→ **What is needed**:
Check the material that follows for the word "girl" and say how many lines contain it, with no other words.

====== Records supplied ======

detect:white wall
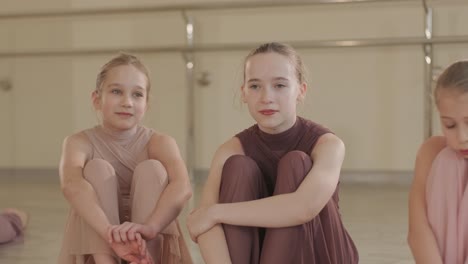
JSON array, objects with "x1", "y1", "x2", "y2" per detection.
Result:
[
  {"x1": 192, "y1": 2, "x2": 425, "y2": 171},
  {"x1": 0, "y1": 0, "x2": 467, "y2": 172}
]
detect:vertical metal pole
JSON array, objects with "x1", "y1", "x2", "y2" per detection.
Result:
[
  {"x1": 182, "y1": 11, "x2": 195, "y2": 178},
  {"x1": 423, "y1": 0, "x2": 433, "y2": 139},
  {"x1": 0, "y1": 77, "x2": 14, "y2": 175}
]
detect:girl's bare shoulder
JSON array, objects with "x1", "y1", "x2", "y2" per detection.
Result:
[
  {"x1": 417, "y1": 136, "x2": 446, "y2": 160},
  {"x1": 62, "y1": 130, "x2": 93, "y2": 158}
]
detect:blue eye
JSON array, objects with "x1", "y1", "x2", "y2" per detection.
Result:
[{"x1": 111, "y1": 89, "x2": 121, "y2": 94}]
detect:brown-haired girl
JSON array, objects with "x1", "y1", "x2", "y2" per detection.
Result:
[{"x1": 187, "y1": 42, "x2": 358, "y2": 264}]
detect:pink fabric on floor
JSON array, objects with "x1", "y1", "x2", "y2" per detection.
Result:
[
  {"x1": 426, "y1": 147, "x2": 468, "y2": 264},
  {"x1": 0, "y1": 213, "x2": 22, "y2": 244}
]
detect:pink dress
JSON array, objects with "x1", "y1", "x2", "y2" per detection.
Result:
[{"x1": 426, "y1": 147, "x2": 468, "y2": 263}]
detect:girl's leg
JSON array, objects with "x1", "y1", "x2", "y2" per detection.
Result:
[
  {"x1": 219, "y1": 155, "x2": 268, "y2": 264},
  {"x1": 130, "y1": 159, "x2": 170, "y2": 263},
  {"x1": 92, "y1": 254, "x2": 118, "y2": 264},
  {"x1": 426, "y1": 147, "x2": 468, "y2": 263},
  {"x1": 83, "y1": 159, "x2": 120, "y2": 263},
  {"x1": 260, "y1": 151, "x2": 312, "y2": 264},
  {"x1": 260, "y1": 151, "x2": 358, "y2": 264}
]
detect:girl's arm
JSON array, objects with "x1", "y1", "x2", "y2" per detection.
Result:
[
  {"x1": 408, "y1": 136, "x2": 445, "y2": 264},
  {"x1": 59, "y1": 133, "x2": 111, "y2": 239},
  {"x1": 191, "y1": 138, "x2": 244, "y2": 264},
  {"x1": 141, "y1": 133, "x2": 193, "y2": 238},
  {"x1": 208, "y1": 133, "x2": 343, "y2": 228}
]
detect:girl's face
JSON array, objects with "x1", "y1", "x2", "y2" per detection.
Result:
[
  {"x1": 437, "y1": 89, "x2": 468, "y2": 157},
  {"x1": 93, "y1": 64, "x2": 148, "y2": 132},
  {"x1": 241, "y1": 52, "x2": 306, "y2": 134}
]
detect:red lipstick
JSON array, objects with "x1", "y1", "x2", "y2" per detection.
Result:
[{"x1": 259, "y1": 109, "x2": 278, "y2": 116}]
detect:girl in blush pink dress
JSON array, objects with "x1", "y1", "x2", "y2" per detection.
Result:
[{"x1": 409, "y1": 60, "x2": 468, "y2": 264}]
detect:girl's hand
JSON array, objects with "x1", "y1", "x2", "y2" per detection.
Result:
[
  {"x1": 107, "y1": 222, "x2": 151, "y2": 264},
  {"x1": 110, "y1": 238, "x2": 154, "y2": 264},
  {"x1": 108, "y1": 222, "x2": 157, "y2": 243},
  {"x1": 186, "y1": 205, "x2": 218, "y2": 243}
]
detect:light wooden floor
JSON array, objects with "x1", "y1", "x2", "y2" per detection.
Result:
[{"x1": 0, "y1": 175, "x2": 414, "y2": 264}]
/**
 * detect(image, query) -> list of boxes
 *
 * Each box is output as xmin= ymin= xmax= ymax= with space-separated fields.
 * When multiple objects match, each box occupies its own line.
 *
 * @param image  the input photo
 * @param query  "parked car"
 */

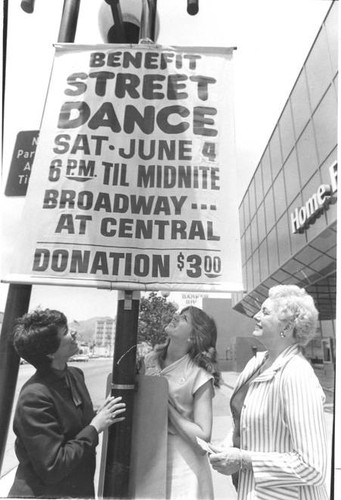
xmin=69 ymin=354 xmax=89 ymax=362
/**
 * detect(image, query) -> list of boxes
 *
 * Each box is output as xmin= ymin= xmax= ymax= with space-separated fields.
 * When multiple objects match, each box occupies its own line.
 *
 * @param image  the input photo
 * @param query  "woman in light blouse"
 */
xmin=143 ymin=306 xmax=221 ymax=499
xmin=209 ymin=285 xmax=328 ymax=500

======

→ **Answer for this exercise**:
7